Which lines in the data below contain the word "skyscraper"? Locate each of them and copy it out in full.

-*-*-

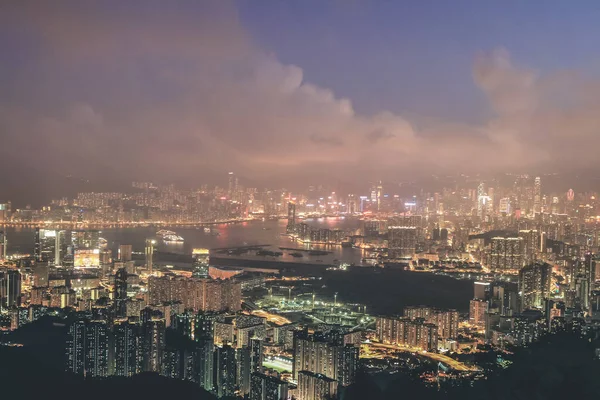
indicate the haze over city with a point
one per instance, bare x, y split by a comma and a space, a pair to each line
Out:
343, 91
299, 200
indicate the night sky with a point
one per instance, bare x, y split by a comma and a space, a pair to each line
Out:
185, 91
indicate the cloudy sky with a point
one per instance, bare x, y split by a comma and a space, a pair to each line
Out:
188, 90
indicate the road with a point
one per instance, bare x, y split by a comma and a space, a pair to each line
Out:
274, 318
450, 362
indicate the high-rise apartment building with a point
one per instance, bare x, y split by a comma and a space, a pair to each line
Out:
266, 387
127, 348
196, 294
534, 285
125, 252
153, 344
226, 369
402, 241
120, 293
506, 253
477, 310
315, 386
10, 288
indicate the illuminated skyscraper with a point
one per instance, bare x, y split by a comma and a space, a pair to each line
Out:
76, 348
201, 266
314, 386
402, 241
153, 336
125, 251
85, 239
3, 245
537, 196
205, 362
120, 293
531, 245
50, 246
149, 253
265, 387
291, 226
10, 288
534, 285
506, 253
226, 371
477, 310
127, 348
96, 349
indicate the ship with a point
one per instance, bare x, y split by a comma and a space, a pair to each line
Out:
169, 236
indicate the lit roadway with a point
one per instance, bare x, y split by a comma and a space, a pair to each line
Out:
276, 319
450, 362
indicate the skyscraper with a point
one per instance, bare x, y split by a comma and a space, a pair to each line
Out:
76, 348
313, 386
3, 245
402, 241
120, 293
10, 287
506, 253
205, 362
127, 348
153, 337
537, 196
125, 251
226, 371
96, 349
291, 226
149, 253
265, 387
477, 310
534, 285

-*-*-

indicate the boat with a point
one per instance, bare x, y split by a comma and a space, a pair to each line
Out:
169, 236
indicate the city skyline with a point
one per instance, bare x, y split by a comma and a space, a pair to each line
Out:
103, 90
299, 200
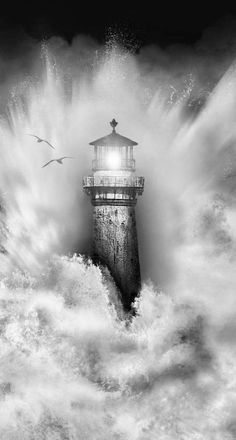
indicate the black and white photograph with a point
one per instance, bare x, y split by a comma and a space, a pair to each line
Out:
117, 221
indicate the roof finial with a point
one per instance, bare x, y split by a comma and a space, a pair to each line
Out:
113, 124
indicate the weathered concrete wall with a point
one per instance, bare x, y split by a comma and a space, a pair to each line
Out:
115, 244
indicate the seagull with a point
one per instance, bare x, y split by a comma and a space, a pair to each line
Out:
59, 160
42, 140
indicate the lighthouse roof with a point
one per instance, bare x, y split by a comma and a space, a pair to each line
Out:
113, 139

-*-*-

> [OUTPUT BELOW]:
indicate the illuminated skyscraper with a point
indicate the skyscraper with a point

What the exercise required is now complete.